Donald Trump anunciou ontem (2) a imposição de tarifas sobre importações de diversos países, numa tentativa de reequilibrar o comércio dos Estados Unidos (EUA) e estimular a produção nacional. Esse evento desencadeou uma forte correção no preço do bitcoin e no mercado financeiro tradicional. Entenda neste artigo o porquê dessa queda e o que esperar agora.
A política tarifária, batizada por Trump como o “dia da libertação”, entra em vigor em 5 de abril de 2025 e consiste na aplicação de uma tarifa básica de 10% sobre todos os produtos importados, além de tarifas adicionais para países considerados como os principais infratores comerciais.
De acordo com o presidente dos EUA, a tarifa de 10% é um percentual que servirá como base, podendo haver aumentos para determinadas regiões conforme a política de comércio exterior da administração norte-americana.
O objetivo declarado dessas tarifas é reduzir o déficit comercial dos EUA, fortalecer a produção nacional e gerar receita. No entanto, essas medidas podem elevar a inflação e até mesmo desencadear retaliações comerciais.
União Europeia, Japão e China foram atingidos por percentuais que podem chegar a 20%, 24% e, combinando novas e antigas medidas, até 54%, respectivamente.

== == ==

__Tarefas__:
a. As afirmações a seguir concordam com o texto sobre as tarifas? (i) A tarifa básica é de 10% sobre todos os produtos importados. (ii) A política tarifária entra em vigor em 2 de abril de 2025. (iii) A China pode ser atingida por tarifas de até 54%. Responda sim ou não a cada uma e cite, sem alterações, as palavras do texto que decidem a resposta.
b. Como fica o trecho do texto sobre as tarifas que vai de "Donald Trump anunciou" até "que esperar agora.", inclusive, se "bitcoin" for trocado por "ouro"?

== == ==

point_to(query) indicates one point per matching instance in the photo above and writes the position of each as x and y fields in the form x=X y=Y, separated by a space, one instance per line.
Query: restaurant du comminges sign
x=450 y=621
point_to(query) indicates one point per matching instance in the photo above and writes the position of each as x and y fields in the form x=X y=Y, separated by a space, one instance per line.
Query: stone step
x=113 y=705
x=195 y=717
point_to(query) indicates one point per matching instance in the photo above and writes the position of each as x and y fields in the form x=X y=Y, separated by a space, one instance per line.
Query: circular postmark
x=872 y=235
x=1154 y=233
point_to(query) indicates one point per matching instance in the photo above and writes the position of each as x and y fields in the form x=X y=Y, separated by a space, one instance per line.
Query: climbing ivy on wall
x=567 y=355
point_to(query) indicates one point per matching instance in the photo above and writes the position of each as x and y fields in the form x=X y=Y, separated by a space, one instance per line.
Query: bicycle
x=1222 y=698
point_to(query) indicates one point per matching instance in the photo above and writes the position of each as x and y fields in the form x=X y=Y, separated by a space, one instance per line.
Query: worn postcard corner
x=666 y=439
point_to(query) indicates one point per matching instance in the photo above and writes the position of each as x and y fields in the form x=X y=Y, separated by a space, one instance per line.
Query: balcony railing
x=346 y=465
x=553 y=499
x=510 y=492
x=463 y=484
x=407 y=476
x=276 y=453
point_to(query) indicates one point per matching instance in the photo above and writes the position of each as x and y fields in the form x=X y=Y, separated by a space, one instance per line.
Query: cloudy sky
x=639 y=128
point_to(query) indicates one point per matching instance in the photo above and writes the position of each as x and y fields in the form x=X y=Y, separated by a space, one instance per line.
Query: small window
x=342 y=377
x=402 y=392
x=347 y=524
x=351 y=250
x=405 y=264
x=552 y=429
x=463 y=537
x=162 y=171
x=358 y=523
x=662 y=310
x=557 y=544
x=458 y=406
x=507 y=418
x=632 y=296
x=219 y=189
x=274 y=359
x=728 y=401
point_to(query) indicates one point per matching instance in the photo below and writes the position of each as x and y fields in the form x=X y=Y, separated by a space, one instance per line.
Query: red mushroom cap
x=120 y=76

== == ==

__Respostas finais__:
a.
(i) Sim: "uma tarifa básica de 10% sobre todos os produtos importados"
(ii) Não: "entra em vigor em 5 de abril de 2025"
(iii) Sim: "combinando novas e antigas medidas, até 54%"

b.
Donald Trump anunciou ontem (2) a imposição de tarifas sobre importações de diversos países, numa tentativa de reequilibrar o comércio dos Estados Unidos (EUA) e estimular a produção nacional. Esse evento desencadeou uma forte correção no preço do ouro e no mercado financeiro tradicional. Entenda neste artigo o porquê dessa queda e o que esperar agora.